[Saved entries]
= = =

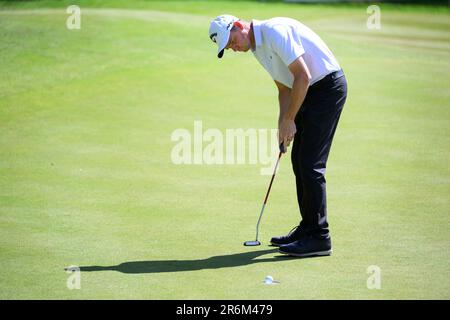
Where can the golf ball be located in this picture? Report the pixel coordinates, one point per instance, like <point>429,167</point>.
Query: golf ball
<point>268,280</point>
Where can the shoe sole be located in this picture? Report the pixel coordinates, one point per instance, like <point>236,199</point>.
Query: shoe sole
<point>309,254</point>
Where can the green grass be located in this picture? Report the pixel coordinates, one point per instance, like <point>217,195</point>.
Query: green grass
<point>86,177</point>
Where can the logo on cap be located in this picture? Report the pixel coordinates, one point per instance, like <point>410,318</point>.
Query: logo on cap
<point>213,36</point>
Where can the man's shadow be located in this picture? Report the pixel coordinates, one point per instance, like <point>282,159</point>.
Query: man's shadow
<point>216,262</point>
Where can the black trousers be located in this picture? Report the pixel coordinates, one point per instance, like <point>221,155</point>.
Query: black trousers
<point>316,124</point>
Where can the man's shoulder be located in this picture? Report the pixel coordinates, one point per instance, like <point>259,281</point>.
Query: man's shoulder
<point>278,21</point>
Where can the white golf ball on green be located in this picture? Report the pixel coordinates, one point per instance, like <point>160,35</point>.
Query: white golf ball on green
<point>268,280</point>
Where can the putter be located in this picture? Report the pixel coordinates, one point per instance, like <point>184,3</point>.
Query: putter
<point>256,242</point>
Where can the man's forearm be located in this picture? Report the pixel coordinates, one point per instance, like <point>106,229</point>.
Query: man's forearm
<point>297,96</point>
<point>284,99</point>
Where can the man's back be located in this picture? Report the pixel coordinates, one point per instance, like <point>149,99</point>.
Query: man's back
<point>289,39</point>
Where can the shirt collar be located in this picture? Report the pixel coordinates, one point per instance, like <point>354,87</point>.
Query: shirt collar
<point>257,32</point>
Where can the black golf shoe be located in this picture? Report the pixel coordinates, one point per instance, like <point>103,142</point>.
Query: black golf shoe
<point>295,234</point>
<point>307,247</point>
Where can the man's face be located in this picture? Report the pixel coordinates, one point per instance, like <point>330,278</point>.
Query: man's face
<point>238,40</point>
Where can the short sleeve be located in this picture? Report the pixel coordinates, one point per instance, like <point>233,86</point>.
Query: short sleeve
<point>285,43</point>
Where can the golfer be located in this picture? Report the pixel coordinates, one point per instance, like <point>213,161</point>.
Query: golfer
<point>311,92</point>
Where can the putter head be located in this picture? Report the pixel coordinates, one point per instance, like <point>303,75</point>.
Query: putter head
<point>252,243</point>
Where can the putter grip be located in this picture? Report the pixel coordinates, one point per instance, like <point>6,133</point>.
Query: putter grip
<point>282,148</point>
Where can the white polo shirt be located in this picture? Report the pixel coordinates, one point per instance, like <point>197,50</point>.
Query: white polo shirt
<point>279,41</point>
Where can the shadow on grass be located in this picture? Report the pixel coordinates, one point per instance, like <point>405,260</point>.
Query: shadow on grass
<point>216,262</point>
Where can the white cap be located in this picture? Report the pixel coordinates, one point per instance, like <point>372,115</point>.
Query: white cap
<point>219,31</point>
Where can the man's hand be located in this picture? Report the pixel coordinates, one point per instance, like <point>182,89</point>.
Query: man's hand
<point>286,131</point>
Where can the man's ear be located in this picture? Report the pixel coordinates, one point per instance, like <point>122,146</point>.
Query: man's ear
<point>238,24</point>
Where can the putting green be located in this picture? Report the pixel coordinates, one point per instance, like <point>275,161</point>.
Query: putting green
<point>86,176</point>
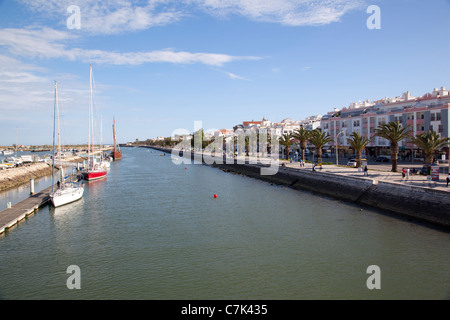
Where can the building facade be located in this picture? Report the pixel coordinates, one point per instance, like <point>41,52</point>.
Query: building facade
<point>428,112</point>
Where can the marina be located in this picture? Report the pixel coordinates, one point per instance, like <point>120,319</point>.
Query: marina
<point>181,242</point>
<point>13,215</point>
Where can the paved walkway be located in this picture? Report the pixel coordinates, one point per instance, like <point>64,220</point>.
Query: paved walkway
<point>377,173</point>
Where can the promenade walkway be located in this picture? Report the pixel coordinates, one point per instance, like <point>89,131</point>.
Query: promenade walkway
<point>377,173</point>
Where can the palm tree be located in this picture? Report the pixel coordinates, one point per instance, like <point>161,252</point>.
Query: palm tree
<point>429,142</point>
<point>319,139</point>
<point>302,135</point>
<point>286,141</point>
<point>358,143</point>
<point>393,132</point>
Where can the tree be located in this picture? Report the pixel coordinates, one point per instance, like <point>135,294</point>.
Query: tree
<point>286,141</point>
<point>319,139</point>
<point>358,143</point>
<point>394,133</point>
<point>302,135</point>
<point>429,142</point>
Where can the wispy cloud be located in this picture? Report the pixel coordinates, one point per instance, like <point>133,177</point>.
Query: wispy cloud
<point>50,43</point>
<point>236,77</point>
<point>286,12</point>
<point>110,16</point>
<point>120,16</point>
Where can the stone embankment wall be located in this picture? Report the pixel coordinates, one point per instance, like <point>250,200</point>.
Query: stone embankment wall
<point>13,177</point>
<point>417,203</point>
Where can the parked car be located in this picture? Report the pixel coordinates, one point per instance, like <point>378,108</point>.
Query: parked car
<point>382,159</point>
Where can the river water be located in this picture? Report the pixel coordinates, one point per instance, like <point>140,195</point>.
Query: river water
<point>153,230</point>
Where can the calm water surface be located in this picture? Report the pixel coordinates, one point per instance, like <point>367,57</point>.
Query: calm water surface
<point>152,230</point>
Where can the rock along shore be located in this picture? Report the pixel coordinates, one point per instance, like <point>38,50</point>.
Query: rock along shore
<point>415,203</point>
<point>14,177</point>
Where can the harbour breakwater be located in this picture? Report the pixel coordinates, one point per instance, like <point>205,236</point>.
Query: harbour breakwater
<point>420,204</point>
<point>14,177</point>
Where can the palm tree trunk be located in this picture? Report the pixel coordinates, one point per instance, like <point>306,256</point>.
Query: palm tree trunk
<point>394,156</point>
<point>428,158</point>
<point>358,158</point>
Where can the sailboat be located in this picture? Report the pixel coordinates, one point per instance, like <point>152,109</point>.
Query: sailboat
<point>94,168</point>
<point>66,192</point>
<point>116,154</point>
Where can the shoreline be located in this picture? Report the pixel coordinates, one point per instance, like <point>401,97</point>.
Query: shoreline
<point>407,201</point>
<point>14,177</point>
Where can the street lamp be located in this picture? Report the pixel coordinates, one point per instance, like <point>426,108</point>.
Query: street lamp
<point>337,148</point>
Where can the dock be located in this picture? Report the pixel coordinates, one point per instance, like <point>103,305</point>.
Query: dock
<point>18,212</point>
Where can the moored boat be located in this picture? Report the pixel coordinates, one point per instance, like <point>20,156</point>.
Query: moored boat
<point>94,170</point>
<point>66,192</point>
<point>116,153</point>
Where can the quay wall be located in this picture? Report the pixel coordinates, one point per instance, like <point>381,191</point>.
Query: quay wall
<point>411,202</point>
<point>14,177</point>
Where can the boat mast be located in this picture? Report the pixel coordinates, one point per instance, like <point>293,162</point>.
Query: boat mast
<point>91,130</point>
<point>54,125</point>
<point>114,132</point>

= = =

Aim of the task: Only lines belong in the copy: transcribe those from the start of the data through the line that contains "Where can the man's back", and skip the pictures.

Answer to the problem:
Where can the golf ball be located in this picture? Report the pixel coordinates, one point per instance, like <point>429,167</point>.
Query: golf ball
<point>268,280</point>
Where can the shoe sole be located in this picture? Report the pixel coordinates, one point per instance, like <point>236,199</point>.
Query: shoe sole
<point>309,254</point>
Where can the green grass be located in this picture? Report the pixel coordinates, one point per instance, like <point>217,195</point>.
Query: green grass
<point>86,177</point>
Where can the logo on cap be located in this picture? Report the pixel coordinates, one point per instance, like <point>410,318</point>.
Query: logo on cap
<point>213,36</point>
Where can the man's shadow be located in this picture? Report the pixel coordinates, one point per instance, like <point>282,159</point>.
Query: man's shadow
<point>216,262</point>
Where can the black trousers be located in this picture? Report the pixel coordinates, one point per instance, like <point>221,155</point>.
Query: black trousers
<point>316,124</point>
Where can the man's shoulder be located in this picture? Report the pixel coordinates, one point per instance, like <point>259,281</point>.
Query: man's shoulder
<point>278,21</point>
Where can the white golf ball on green be located in this picture? Report the pixel coordinates, one point per instance, like <point>160,35</point>.
Query: white golf ball on green
<point>268,280</point>
Where can the putter be located in this picture? Report the pixel coordinates, one point per instance, like <point>184,3</point>.
Query: putter
<point>256,242</point>
Where can the man's forearm be located in this picture? Report the pixel coordinates, one point per instance, like <point>106,229</point>.
Query: man's forearm
<point>297,96</point>
<point>284,99</point>
Where can the man's back be located in this picture? Report the pixel coordinates, one point per instance, like <point>149,99</point>.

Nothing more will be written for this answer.